▸ **The task**
Reproduce the material verbatim from its first line through the line containing "positive clicks: (860, 155) (819, 128)", including that line.

▸ **Collected data**
□ □ □
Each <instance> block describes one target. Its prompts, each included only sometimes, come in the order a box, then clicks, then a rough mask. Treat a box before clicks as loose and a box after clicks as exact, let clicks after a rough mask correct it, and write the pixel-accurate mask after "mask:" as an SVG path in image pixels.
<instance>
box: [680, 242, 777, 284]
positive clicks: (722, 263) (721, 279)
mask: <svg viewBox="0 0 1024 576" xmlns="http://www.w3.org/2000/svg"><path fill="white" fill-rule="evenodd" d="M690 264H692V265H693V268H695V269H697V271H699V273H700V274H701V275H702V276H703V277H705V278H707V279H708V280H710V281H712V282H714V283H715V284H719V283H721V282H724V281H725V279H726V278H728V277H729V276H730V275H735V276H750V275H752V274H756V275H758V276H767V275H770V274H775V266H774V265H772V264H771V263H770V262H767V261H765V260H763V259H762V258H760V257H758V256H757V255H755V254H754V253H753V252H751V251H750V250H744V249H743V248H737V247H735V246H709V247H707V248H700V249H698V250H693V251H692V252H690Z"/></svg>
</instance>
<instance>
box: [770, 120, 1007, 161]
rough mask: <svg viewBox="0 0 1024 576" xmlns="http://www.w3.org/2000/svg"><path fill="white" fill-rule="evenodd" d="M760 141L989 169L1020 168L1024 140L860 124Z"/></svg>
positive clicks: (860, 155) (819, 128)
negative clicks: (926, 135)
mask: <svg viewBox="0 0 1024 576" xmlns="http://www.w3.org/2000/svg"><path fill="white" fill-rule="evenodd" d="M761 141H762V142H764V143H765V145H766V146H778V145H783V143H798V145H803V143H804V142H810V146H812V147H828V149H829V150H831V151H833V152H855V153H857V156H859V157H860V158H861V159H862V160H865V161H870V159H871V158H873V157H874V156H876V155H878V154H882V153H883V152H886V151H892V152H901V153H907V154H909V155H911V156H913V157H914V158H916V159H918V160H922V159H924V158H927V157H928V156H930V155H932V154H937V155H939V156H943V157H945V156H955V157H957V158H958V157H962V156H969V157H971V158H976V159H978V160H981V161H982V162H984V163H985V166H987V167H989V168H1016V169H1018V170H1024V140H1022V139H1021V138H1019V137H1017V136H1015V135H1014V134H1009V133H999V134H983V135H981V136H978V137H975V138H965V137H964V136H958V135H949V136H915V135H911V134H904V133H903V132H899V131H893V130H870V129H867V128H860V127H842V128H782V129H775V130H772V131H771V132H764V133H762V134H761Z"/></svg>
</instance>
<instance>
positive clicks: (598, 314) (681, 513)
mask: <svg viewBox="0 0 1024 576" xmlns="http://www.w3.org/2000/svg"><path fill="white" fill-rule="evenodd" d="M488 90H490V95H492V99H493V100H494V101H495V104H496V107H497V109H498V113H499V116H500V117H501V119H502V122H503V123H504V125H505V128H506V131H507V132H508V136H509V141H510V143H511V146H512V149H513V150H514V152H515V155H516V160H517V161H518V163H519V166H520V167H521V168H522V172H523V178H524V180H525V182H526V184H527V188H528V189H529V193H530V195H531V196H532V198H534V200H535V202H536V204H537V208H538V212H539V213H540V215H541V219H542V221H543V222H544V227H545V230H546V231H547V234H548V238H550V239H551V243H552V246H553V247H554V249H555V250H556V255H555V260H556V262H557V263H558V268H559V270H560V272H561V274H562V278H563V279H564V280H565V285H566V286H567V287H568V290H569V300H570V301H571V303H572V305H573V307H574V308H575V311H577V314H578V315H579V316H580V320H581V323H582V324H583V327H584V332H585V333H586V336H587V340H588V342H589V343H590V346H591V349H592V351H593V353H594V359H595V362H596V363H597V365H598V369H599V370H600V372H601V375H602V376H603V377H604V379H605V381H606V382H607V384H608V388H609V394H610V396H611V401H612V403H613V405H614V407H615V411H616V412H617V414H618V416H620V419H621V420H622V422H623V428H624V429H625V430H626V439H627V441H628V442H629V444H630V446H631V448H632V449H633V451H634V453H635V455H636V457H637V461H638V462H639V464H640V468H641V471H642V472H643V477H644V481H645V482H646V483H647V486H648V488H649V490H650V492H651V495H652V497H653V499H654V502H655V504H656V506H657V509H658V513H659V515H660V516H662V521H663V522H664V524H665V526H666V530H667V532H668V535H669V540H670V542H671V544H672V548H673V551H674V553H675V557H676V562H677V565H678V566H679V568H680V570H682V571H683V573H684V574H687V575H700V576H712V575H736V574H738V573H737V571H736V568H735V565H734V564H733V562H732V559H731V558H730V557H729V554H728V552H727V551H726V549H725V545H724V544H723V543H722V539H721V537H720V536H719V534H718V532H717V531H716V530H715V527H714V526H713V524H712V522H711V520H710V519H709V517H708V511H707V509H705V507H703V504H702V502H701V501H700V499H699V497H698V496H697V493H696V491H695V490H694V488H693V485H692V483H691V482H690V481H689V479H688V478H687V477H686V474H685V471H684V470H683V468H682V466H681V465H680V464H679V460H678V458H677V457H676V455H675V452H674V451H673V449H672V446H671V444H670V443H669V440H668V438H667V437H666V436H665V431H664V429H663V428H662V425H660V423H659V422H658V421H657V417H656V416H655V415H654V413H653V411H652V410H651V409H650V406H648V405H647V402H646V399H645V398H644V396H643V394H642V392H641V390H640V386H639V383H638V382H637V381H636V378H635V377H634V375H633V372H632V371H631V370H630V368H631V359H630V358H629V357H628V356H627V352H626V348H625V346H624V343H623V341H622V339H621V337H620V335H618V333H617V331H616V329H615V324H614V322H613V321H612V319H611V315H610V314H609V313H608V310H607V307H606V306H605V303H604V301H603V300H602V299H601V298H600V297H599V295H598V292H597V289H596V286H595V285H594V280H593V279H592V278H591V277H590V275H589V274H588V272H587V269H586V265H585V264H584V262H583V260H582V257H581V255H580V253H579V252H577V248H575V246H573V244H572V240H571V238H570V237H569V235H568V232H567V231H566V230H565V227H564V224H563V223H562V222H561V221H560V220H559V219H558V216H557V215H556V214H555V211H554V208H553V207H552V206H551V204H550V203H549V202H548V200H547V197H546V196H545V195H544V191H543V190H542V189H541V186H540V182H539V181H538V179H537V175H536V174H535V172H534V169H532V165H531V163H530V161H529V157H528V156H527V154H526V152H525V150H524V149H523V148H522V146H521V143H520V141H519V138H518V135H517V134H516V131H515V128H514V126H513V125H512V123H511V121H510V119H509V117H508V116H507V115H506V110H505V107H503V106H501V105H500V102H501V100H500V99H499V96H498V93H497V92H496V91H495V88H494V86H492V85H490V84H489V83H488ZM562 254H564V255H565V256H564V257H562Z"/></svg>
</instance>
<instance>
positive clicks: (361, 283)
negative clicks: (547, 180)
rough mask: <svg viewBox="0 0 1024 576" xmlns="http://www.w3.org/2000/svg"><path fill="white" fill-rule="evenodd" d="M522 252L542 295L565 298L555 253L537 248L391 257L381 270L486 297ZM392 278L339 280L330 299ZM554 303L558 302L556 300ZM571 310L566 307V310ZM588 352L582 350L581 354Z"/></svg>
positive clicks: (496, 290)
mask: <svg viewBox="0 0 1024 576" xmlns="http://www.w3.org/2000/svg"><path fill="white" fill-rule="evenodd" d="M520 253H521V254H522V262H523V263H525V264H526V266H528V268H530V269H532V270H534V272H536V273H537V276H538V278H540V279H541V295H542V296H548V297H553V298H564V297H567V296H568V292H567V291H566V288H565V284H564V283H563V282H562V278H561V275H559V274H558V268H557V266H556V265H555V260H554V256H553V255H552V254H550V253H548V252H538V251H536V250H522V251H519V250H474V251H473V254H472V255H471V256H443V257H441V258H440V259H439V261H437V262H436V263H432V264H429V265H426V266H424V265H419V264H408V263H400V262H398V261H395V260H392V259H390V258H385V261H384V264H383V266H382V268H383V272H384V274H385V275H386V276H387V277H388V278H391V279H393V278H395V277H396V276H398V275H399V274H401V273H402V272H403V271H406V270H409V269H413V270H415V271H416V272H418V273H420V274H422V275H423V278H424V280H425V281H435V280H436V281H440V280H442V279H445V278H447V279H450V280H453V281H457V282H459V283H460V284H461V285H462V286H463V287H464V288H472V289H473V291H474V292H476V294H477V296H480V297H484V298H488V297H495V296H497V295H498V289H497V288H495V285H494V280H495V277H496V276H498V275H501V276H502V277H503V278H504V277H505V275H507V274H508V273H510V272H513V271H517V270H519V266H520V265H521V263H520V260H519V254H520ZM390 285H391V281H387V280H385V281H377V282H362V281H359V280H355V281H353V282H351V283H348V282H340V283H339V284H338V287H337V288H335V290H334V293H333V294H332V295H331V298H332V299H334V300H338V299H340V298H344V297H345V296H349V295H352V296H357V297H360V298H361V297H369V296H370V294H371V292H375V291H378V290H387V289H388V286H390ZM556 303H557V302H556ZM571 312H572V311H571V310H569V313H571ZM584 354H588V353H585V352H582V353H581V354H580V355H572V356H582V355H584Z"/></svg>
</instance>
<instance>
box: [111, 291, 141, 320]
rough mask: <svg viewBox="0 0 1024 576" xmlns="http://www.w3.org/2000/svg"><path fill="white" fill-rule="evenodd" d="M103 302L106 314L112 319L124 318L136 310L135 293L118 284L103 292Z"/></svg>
□ □ □
▸ **Answer for this exercise**
Each <instance> block describes one target. Its prompts, each included only sometimes, come in the order a box, then clicks, then a rough mask. Treat a box before clicks as loose and a box after clicks as exact, let clicks after a rough mask correct it, and write the pixel-accurate mask after "mask:" as an SVG path in image pixels.
<instance>
box: [680, 242, 777, 284]
positive clicks: (722, 263) (721, 279)
mask: <svg viewBox="0 0 1024 576" xmlns="http://www.w3.org/2000/svg"><path fill="white" fill-rule="evenodd" d="M690 264H692V265H693V268H695V269H697V271H699V273H700V274H701V275H702V276H703V277H705V278H707V279H708V280H710V281H712V282H714V283H715V284H719V283H721V282H724V281H725V279H726V278H728V277H729V276H730V275H735V276H750V275H752V274H756V275H758V276H767V275H770V274H775V266H774V265H772V264H771V263H770V262H767V261H765V260H763V259H762V258H760V257H758V256H757V255H755V254H754V253H753V252H751V251H750V250H744V249H743V248H737V247H735V246H709V247H707V248H700V249H698V250H693V251H692V252H690Z"/></svg>
</instance>
<instance>
box: [770, 120, 1007, 161]
rough mask: <svg viewBox="0 0 1024 576" xmlns="http://www.w3.org/2000/svg"><path fill="white" fill-rule="evenodd" d="M760 141L989 169L1020 168L1024 140L860 124Z"/></svg>
positive clicks: (860, 155) (819, 128)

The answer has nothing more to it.